* Start Source *
In the present invention, the alignment layer is not limited to a polyimide film, and a silane coupling agent capable of providing vertical alignment may be used in some cases. As the polymer liquid crystal having excellent solvent resistance, for example, a side chain type liquid crystal polymer having biphenyl benzoate as a pendant can be used. Alternatively, a structure in which methoxyphenyl is introduced as a pendant in addition to biphenylbenzoate to the side chain type liquid crystalline polymer is also excellent in solvent resistance.

The reflection type guest-host liquid crystal display device is of an active matrix type, and a thin film transistor 12 is formed on a lower substrate 2 for driving a switching operation of a pixel electrode 10. The thin film transistor 12 has a bottom gate structure, and is formed by stacking a gate electrode 13, a gate insulating film 14, a semiconductor thin film 15, and a stopper 16 in this order from the bottom. The thin film transistor 12 is covered with an interlayer insulating film 17 and has a contact hole communicating with the thin film transistor 12. A source electrode 18 and a drain electrode 19 are formed on the interlayer insulating film 17 by patterning, and are electrically connected to the thin film transistor 12 via the above-described contact holes. Further, in the present embodiment, the light reflection layer 8 formed on the interlayer insulating film 17 is of a light scattering type. That is, the light reflecting layer 8 is composed of a resin film 8a having irregularities and a metal film 8b such as aluminum formed on the surface thereof. The resin film 8a is a photosensitive resin film having irregularities patterned by photolithography. The photosensitive resin film 8a is made of, for example, a photoresist, and is applied to the entire surface of the interlayer insulating film 17. This is exposed through a predetermined mask to form, for example, a columnar pattern. Then, by heating and performing reflow, the uneven shape can be formed stably. A metal film 8b made of aluminum or the like having a desired film thickness and good light reflectance is formed on the surface of the concavo-convex shape thus formed. If the depth dimension of the unevenness is set to several μm, good light scattering characteristics can be obtained, and the light reflection layer 8 exhibits white. In this embodiment, the metal film 8b is patterned at the same time as the drain electrode 19 and is kept at the same potential.

[0009] A flattening layer 20 is formed so as to fill the irregularities of the thin film transistor 12 and the light reflecting layer 8. The flattening layer 20 is desirably made of a transparent organic material such as an acrylic resin. An underlying alignment layer 21 is formed on the surface of the planarization layer 20. The underlying alignment layer 21 has been rubbed along a predetermined direction. The polymer liquid crystal film constituting the quarter-wave plate layer 9 is uniaxially oriented along the rubbing direction. Therefore, the rubbing direction defines the optical axis of the quarter-wave plate layer 9. In this manner, the interposition of the planarizing layer 20 enables stable formation of the underlying alignment layer 21 and rubbing. As a result, the quarter-wave plate layer 9 can be formed accurately.

[0010] A contact hole 22 is formed through the quarter-wave plate layer 9, the underlying alignment layer 21 and the planarizing layer 20. The contact hole 22 communicates with the drain electrode 19 of the thin film transistor 12. The above-described pixel electrode 10 is formed on the quarter-wave plate layer 9 by patterning, and is electrically connected to the drain electrode 19 via the contact hole 22. In the state shown in FIG. 1, no voltage is applied to the pixel electrode 10, and the guest-host liquid crystal 3 is substantially vertically aligned (homeotropically aligned). Accordingly, in the off state, the display device exhibits white, which is a so-called normally white mode.
* End Source *
Work to complete:
1) In the display device description, what does the rubbing direction of the underlying alignment layer 21 define?
2) Quote the display device description starting at "In the present invention, the" and ending at "in solvent resistance.".
The saved entries are independent of the display device description.
* Start Supplied entries *
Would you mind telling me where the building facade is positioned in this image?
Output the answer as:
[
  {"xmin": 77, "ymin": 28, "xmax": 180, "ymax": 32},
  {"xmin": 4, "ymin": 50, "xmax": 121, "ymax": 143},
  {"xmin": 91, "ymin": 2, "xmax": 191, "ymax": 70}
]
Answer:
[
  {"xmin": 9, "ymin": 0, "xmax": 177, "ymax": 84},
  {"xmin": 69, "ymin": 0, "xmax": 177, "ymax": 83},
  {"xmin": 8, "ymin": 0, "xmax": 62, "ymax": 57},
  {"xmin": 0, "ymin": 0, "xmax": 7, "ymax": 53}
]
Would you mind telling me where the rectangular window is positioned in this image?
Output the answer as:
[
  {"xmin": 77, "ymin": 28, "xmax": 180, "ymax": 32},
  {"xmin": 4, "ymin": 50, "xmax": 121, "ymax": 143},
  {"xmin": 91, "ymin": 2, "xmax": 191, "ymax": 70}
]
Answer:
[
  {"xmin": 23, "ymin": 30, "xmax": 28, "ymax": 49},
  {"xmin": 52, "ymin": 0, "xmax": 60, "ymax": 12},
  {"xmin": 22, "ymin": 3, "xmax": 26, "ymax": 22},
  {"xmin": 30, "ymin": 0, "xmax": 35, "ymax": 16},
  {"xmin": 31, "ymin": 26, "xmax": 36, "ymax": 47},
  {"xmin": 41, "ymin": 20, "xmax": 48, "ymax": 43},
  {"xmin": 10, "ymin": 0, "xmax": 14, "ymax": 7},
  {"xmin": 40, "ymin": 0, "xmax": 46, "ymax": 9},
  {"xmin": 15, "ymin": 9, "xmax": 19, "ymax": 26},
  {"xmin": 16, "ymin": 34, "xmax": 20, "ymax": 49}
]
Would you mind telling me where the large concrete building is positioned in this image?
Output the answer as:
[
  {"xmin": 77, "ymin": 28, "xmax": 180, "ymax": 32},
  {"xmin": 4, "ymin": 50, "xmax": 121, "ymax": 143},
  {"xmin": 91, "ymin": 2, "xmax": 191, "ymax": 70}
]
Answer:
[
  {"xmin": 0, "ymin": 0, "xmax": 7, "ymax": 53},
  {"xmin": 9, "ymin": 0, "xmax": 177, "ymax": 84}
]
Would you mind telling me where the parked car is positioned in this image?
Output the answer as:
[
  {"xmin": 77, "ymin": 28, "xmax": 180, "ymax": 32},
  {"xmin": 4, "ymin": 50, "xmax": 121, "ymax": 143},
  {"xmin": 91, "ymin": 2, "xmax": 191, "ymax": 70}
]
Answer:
* End Supplied entries *
* Start Supplied entries *
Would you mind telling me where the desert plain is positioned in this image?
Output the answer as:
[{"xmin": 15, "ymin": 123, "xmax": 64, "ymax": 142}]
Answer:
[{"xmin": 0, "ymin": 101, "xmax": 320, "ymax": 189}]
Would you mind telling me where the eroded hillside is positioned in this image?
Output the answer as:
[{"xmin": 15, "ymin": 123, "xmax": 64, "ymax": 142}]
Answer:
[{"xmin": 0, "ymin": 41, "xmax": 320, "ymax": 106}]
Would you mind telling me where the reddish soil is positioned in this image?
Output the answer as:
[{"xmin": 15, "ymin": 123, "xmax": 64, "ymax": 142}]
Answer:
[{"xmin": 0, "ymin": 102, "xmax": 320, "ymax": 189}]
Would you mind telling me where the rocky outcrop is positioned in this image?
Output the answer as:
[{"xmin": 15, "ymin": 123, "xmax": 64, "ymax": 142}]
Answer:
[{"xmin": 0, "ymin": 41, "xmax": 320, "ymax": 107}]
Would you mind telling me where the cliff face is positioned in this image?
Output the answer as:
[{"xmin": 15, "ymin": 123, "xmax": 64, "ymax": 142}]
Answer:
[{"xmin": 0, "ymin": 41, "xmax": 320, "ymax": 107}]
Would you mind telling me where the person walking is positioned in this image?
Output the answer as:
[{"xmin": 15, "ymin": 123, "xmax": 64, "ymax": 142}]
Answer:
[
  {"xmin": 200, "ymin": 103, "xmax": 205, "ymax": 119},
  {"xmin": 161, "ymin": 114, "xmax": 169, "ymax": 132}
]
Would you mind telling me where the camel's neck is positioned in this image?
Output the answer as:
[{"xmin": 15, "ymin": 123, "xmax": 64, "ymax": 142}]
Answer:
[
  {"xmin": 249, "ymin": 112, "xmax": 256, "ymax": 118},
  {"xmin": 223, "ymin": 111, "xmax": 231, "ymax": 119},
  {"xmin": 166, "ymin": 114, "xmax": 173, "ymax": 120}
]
* End Supplied entries *
* Start Supplied entries *
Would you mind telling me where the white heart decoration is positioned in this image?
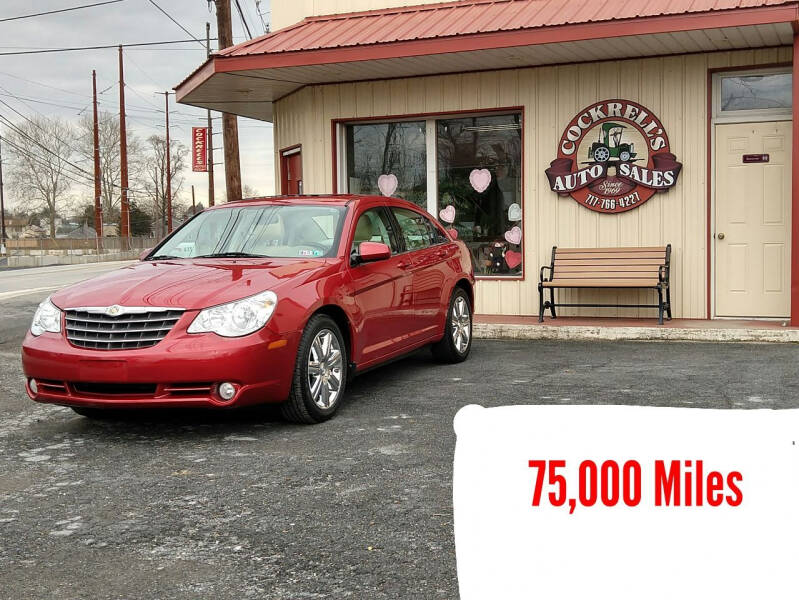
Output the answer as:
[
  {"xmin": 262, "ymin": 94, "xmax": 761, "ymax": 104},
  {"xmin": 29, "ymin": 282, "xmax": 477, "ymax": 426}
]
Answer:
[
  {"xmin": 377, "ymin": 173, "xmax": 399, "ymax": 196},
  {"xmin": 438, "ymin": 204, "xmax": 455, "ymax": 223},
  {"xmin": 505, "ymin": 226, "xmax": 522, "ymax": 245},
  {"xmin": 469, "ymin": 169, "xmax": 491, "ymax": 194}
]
* End Supplied entries *
Exercise results:
1) The optical axis of the quarter-wave plate layer 9.

2)
In the present invention, the alignment layer is not limited to a polyimide film, and a silane coupling agent capable of providing vertical alignment may be used in some cases. As the polymer liquid crystal having excellent solvent resistance, for example, a side chain type liquid crystal polymer having biphenyl benzoate as a pendant can be used. Alternatively, a structure in which methoxyphenyl is introduced as a pendant in addition to biphenylbenzoate to the side chain type liquid crystalline polymer is also excellent in solvent resistance.